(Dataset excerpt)
• • • • •
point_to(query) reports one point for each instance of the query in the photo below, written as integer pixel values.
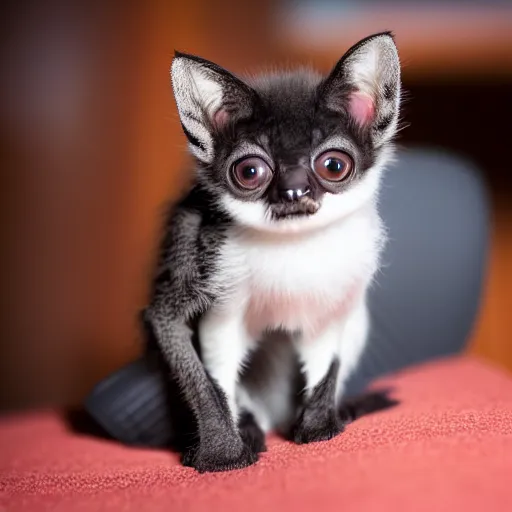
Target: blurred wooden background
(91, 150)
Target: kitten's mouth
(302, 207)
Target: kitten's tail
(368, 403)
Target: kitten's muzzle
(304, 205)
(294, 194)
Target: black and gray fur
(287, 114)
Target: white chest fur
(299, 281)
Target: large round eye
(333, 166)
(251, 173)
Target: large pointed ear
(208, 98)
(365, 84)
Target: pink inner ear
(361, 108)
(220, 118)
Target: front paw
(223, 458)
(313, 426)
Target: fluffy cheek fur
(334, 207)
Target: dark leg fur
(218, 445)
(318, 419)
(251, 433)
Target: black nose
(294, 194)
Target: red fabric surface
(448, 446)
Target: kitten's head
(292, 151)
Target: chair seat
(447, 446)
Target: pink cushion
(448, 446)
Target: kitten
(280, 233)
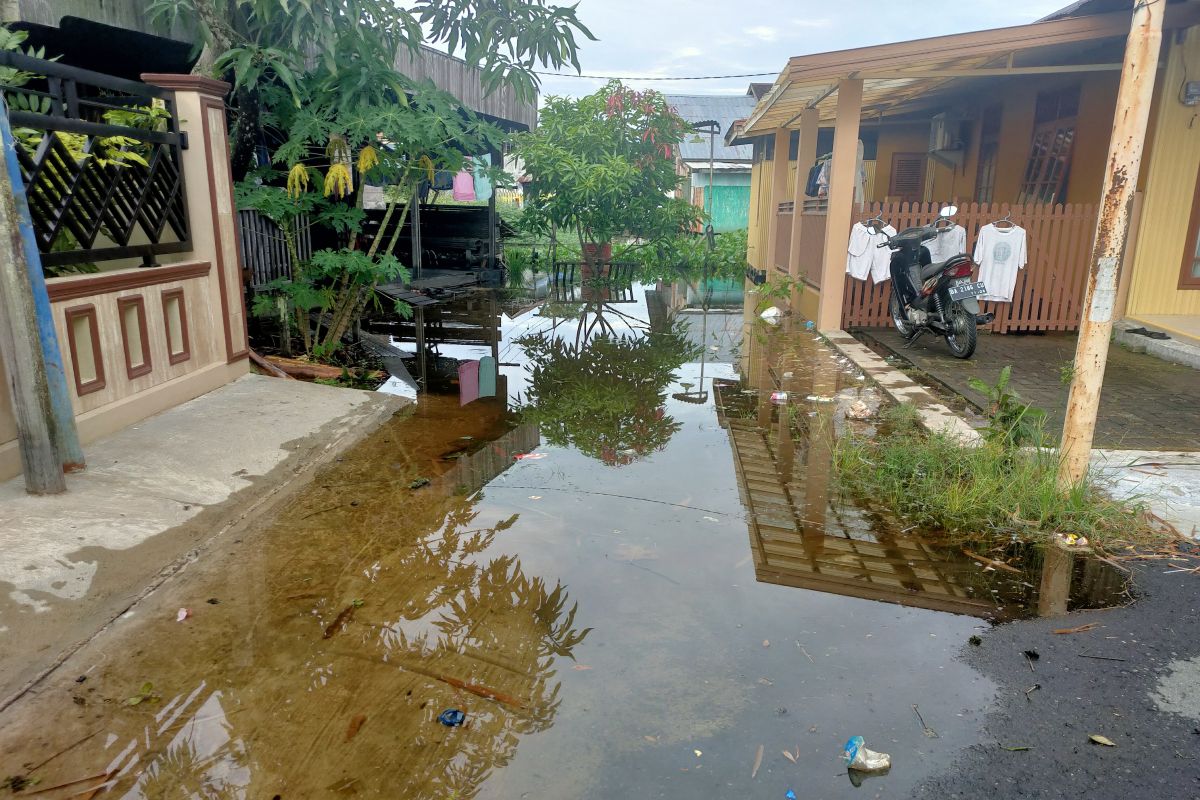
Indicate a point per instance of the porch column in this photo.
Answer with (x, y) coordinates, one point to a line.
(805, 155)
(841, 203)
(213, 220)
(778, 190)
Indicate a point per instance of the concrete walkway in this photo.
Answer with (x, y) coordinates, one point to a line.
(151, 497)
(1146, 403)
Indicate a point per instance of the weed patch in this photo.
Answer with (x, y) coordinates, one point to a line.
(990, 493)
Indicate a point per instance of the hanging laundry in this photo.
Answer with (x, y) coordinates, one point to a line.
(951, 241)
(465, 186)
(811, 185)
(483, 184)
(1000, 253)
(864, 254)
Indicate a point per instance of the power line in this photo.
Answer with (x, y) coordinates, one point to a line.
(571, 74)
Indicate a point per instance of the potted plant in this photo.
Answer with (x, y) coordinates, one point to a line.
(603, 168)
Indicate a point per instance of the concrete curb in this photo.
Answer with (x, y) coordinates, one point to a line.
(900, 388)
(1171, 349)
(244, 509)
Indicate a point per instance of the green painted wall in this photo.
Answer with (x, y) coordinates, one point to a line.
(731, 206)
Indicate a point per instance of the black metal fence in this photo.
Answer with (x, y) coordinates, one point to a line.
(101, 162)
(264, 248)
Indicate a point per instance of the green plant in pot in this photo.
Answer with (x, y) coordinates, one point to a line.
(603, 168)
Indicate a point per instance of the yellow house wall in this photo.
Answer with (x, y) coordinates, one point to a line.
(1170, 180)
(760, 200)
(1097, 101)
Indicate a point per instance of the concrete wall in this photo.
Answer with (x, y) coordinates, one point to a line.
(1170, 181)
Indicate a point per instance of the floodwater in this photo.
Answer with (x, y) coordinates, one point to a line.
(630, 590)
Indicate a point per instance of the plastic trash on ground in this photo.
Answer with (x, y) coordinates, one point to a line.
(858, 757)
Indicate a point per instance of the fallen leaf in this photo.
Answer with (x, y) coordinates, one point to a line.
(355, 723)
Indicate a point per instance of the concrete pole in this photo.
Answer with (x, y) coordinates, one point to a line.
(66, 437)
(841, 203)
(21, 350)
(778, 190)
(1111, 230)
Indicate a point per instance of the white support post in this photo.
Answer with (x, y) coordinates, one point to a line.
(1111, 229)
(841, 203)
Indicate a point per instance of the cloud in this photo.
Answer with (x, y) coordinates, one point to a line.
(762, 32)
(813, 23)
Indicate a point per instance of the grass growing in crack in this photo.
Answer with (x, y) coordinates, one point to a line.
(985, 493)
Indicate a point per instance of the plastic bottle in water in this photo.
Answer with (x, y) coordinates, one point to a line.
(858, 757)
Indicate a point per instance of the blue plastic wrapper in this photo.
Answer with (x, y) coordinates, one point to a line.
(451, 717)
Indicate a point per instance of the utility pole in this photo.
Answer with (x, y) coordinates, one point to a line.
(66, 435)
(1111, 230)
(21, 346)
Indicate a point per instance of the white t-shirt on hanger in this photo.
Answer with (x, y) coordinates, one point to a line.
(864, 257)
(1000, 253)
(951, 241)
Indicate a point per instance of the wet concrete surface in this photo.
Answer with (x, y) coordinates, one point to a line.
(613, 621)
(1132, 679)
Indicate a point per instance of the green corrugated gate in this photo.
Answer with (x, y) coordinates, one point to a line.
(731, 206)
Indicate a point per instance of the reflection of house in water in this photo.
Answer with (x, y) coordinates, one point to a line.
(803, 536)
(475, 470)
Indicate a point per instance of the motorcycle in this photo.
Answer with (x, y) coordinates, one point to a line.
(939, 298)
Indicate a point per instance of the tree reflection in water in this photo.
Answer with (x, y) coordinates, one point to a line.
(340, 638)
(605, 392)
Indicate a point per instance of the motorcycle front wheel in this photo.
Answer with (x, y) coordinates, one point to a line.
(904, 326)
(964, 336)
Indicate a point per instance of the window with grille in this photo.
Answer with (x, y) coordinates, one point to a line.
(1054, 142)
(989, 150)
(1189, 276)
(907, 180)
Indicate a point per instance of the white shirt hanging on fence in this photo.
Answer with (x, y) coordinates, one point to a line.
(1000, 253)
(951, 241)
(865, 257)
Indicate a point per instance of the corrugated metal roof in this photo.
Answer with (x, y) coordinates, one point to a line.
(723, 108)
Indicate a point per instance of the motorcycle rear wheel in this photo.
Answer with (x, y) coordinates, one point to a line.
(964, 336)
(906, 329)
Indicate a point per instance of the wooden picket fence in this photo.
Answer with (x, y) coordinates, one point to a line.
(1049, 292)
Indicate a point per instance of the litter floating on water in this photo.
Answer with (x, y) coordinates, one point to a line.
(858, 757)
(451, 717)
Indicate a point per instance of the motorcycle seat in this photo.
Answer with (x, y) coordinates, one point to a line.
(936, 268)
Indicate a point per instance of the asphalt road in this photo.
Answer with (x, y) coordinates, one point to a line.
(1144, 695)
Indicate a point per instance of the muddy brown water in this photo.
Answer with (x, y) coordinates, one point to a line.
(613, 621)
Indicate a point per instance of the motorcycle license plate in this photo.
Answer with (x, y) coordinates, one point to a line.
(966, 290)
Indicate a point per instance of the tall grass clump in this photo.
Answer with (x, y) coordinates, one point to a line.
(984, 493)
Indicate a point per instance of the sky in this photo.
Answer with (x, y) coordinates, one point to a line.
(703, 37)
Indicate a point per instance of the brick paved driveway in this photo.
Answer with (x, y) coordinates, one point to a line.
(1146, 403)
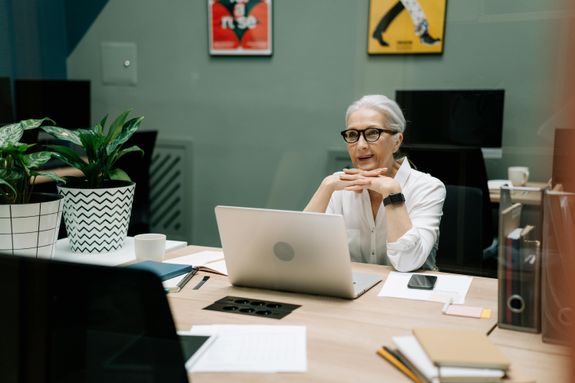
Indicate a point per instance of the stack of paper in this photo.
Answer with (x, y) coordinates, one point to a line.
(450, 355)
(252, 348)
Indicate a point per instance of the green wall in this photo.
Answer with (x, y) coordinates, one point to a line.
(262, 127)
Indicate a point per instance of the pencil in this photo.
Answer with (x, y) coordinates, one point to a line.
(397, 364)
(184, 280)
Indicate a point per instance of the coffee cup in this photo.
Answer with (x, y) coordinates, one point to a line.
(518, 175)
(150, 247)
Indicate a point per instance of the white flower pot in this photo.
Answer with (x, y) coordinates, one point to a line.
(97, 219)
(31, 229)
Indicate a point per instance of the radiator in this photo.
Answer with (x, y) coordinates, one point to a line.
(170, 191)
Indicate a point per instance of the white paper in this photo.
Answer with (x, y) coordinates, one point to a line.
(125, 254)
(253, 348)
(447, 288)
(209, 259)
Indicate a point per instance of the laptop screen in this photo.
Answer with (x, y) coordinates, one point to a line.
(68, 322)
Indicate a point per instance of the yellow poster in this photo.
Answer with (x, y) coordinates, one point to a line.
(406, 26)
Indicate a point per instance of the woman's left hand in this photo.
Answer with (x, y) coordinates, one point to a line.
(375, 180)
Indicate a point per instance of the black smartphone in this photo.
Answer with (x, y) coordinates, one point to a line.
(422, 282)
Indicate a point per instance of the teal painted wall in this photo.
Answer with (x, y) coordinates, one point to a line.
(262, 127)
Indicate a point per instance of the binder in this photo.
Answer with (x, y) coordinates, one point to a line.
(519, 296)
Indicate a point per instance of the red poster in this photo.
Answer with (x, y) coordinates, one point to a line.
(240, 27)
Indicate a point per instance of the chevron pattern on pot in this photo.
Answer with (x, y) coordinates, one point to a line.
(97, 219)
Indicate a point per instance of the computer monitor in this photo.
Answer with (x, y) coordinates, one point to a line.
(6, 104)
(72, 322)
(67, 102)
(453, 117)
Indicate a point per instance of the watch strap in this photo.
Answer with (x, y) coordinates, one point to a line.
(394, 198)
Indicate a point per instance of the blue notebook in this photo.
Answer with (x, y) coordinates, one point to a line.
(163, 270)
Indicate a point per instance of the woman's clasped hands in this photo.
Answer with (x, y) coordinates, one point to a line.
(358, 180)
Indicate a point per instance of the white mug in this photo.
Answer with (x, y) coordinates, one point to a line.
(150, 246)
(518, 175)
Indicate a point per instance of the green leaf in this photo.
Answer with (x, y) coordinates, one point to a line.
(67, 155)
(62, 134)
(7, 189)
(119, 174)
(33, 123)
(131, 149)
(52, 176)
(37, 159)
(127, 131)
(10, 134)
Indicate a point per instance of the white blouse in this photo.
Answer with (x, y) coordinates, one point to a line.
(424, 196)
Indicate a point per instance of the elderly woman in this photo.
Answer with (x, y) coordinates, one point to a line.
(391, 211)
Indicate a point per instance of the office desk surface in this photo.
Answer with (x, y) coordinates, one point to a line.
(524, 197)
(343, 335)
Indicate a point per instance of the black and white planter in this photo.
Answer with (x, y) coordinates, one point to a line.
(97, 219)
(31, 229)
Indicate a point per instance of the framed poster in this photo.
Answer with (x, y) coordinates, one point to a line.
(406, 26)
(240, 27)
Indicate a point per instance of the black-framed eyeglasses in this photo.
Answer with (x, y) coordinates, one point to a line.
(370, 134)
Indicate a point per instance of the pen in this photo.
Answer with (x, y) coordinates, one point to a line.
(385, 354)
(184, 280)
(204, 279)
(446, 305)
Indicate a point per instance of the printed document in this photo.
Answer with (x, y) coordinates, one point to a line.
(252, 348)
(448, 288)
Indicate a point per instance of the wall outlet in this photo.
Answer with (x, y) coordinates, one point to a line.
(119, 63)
• • • • •
Copy out every line from the one holding "Indicate a point per instance of the framed" through the end of the items, inclusive, with the requests kept as they are. Shift each coordinate in the answers by -147.

Indicate a point per instance of the framed poster in this photo.
Answer with (x, y) coordinates, one point to a line.
(259, -121)
(93, -120)
Indicate a point per instance of the black-framed eyeglasses in this photo.
Answer with (x, y) coordinates, one point to a line.
(223, -13)
Indicate a point per instance of the pen in this photo.
Answer with (x, y) coordinates, one point to a line.
(238, 207)
(37, 133)
(57, 132)
(299, 158)
Indicate a point per instance of the printed document in this photo.
Answer with (x, y) coordinates, one point to a line.
(105, 201)
(301, 141)
Indicate a point per instance of the wall outlet in this photo.
Answer with (x, y) coordinates, one point to a line.
(-28, -84)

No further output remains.